### Passage given
- - -

# advise on a .22 purchase



## timeout (Jun 23, 2011)

Any one out there care to help me out on picking a .22 for general shooting and plinking? Was looking at the S&W 617 and would love to have one but its kinda rich for my blood. Any input would be great, Thanks Mike


----------



## TedDeBearFrmHell (Jul 1, 2011)

ruger mk III


----------



## RICK54 (May 14, 2011)

Ruger single six hands down !


----------



## jfrey (Jul 10, 2011)

Browning Buck Mark is fantastic and a good deal for the money. You can't go wrong with one.


----------



## firefirst (Jul 4, 2011)

MKIII It will out shoot you good price,good gun,great fun


----------



## timeout (Jun 23, 2011)

Alright that gives me a place to start! Thanks


----------



## hideit (Oct 3, 2007)

those three cover the best
you gotta determine barrel length sights and feel of your hand
if those are too expensive the american herritage is the way to go - these are SA


----------



## aarondhgraham (Mar 17, 2011)

*My recommendations,,,*

So you want to buy a quality .22 pistol?

*These are the 5 most common target style .22 pistols out there*,,,
Any one of these 5 will give you many years of excellent performance.

I've *not* listed them in any order of preference.

Browning Buckmark = Great pistol but I found the grip to be funky.
Ruger 22/45 Mk II or MK III = Great pistol with a 1911-ish grip.
Beretta U22 NEOS = Great pistol with a very slender grip.
Ruger Mk II or MK III = Great pistol with a luger-ish grip.
S&W 22A = Great pistol with a very fat grip.

Any of these will serve you very well,,,
They are all reliable firearms that aren't ammo picky,,,
Rather than sweat over which one is _*better*_, get the one that fits your hand.

*For those who want a non-target style DA/SA .22 pistol*,,,
That is a reliable shooter but at an affordable cost,,,
There are two that consistently get great reviews:

Bersa Thunder 22 or the Firestorm 22,,,
Virtually identical pistols made by the same company,,,
These pistols are very similar in size and shape to a Walther PPK.

Two other pistols I will mention out of fairness to their brand names,,,
The Sig-Sauer Mosquito and the Walther P-22 are pistols that get very mixed reviews,,,
People who own them either absolutely love them or adamantly hate them.

- - -

[Stored data entries]
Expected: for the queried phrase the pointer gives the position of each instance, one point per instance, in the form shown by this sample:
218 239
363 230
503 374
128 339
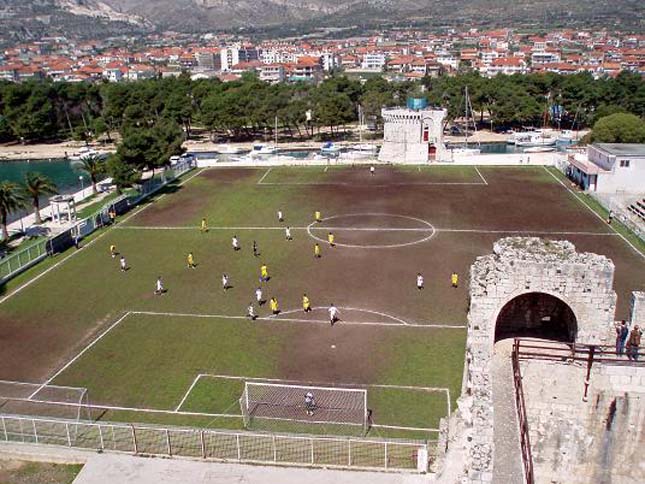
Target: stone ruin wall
518 266
577 442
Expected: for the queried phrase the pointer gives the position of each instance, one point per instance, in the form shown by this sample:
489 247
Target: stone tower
412 135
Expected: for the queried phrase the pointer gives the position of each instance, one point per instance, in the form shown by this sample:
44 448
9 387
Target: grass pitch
389 226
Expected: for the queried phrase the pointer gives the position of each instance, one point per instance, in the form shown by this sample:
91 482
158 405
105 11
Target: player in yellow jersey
454 279
275 308
264 273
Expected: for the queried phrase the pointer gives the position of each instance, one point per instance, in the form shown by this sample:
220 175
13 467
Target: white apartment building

- - -

### Work instructions
- 1) Repeat the part of the .22 pistol thread starting at "So you want" and ending at "of excellent performance.".
- 2) Express every line of the stored data rows as a Markdown table with the columns "Number" and "Line". Skip blank lines and leave the pictures out.

### Answers given
- 1)
So you want to buy a quality .22 pistol?

*These are the 5 most common target style .22 pistols out there*,,,
Any one of these 5 will give you many years of excellent performance.

- 2)
| Number | Line |
|---|---|
| 1 | Expected: for the queried phrase the pointer gives the position of each instance, one point per instance, in the form shown by this sample: |
| 2 | 218 239 |
| 3 | 363 230 |
| 4 | 503 374 |
| 5 | 128 339 |
| 6 | Target: stone ruin wall |
| 7 | 518 266 |
| 8 | 577 442 |
| 9 | Expected: for the queried phrase the pointer gives the position of each instance, one point per instance, in the form shown by this sample: |
| 10 | 489 247 |
| 11 | Target: stone tower |
| 12 | 412 135 |
| 13 | Expected: for the queried phrase the pointer gives the position of each instance, one point per instance, in the form shown by this sample: |
| 14 | 44 448 |
| 15 | 9 387 |
| 16 | Target: grass pitch |
| 17 | 389 226 |
| 18 | Expected: for the queried phrase the pointer gives the position of each instance, one point per instance, in the form shown by this sample: |
| 19 | 91 482 |
| 20 | 158 405 |
| 21 | 105 11 |
| 22 | Target: player in yellow jersey |
| 23 | 454 279 |
| 24 | 275 308 |
| 25 | 264 273 |
| 26 | Expected: for the queried phrase the pointer gives the position of each instance, one point per instance, in the form shown by this sample: |
| 27 | 220 175 |
| 28 | 13 467 |
| 29 | Target: white apartment building |